* Start GIVEN TEXT *

Denver Broncos' Tim Tebow (15) breaks away from Minnesota Vikings' E.J. Henderson (56) for a two-point conversion during the second half of an NFL football game, Dec. 4, 2011, in Minneapolis

Three things we learned from this week’s NFL Sunday, aside from Madonna getting the Super Bowl halftime gig:

1. Tebow Can Throw We want to avoid talking about Tim Tebow every week in this space. We don’t want it to become a weekly Tebow update. But we can’t help it. Every week, the guy surprises. Against the Minnesota Vikings, Tebow engineered another fourth-quarter comeback to lead Denver past Minnesota, 35-32. Denver, winners of five straight games, is now 7-5, and with the Miami Dolphins crushing the Oakland Raiders 34-14, the Broncos are in a first-place tie with Oakland in the AFC West. Tebow is now 6-1 as Denver’s starter.

The Broncos trailed 29-21 with 9:35 left in the game. Tebow hit Demaryius Thomas for 42 yards to setup a 24-yard scoring run from Willis McGahee, and then ran in the two-point conversion run to tie the game. Minnesota kicked a field goal, but with under three minutes left Tebow connected with Thomas again, this time for a 40-yard gain up the right sideline, that set up a game-tying field goal. Minnesota’s Christian Ponder, an impressive rookie who threw for 381 yards on the day, tossed an interception while attempting the last-minute scoring drive: a 23-yard field goal from Denver’s Matt Prater sealed the victory. Tebow showed signs that he could effectively pass out of the pocket, as he completed 10 out of 15 throws, for 202 yards and a two touchdowns, with no interceptions.

Tebow-mania continues next week, when the Broncos host the Chicago Bears. We’ll try not to mention him next week. But there’s no way we can guarantee it.

(MORE: God And The NFL: What Tim Tebow’s Celebrity Says About America)

2. The Niners Are Fine. It’s official: for the first time since 2002, a franchise that has won five Super Bowl titles is back in the playoffs. The San Francisco 49ers clinched the NFC West division title on Sunday, after shutting out the St. Louis Rams, 26-0. While the NFC West is the worst division in football—last year’s division winners, the Seattle Seahawks, finished with a 7-9 record —these resurgent 49ers are for real. Intense rookie head coach Jim Harbaugh, the ex-NFL quarterback who was on the Stanford sidelines last season, is early favorite for NFL coach of the year honors. Quarterback Alex Smith, who San Francisco took with the top pick in the 2005 draft, is no Joe Montanta or Steve Young. But he’s completing a career-high 63.2 percent of his passes, and has thrown 15 touchdown throws, with only five picks: in four of his five previous seasons, he tossed double-digit interceptions. San Francisco, at 10-2, is all but assured a first round bye in the playoffs.

* End GIVEN TEXT *
* Start DATA SHOWN *

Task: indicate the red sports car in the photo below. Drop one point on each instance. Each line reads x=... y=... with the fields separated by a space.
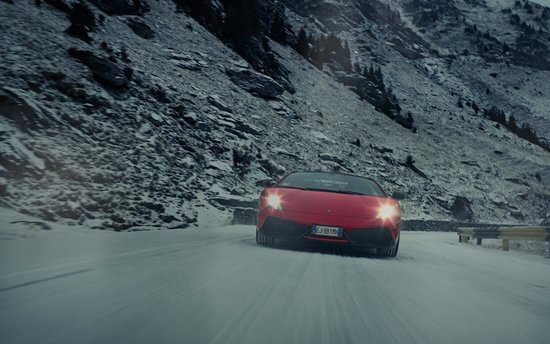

* End DATA SHOWN *

→ INSTRUCTIONS TO FOLLOW
Can you return everything in the NFL recap from "Tebow-mania continues next" down to "Says About America)", copied word for word?

→ RIGHT ANSWER
Tebow-mania continues next week, when the Broncos host the Chicago Bears. We’ll try not to mention him next week. But there’s no way we can guarantee it.

(MORE: God And The NFL: What Tim Tebow’s Celebrity Says About America)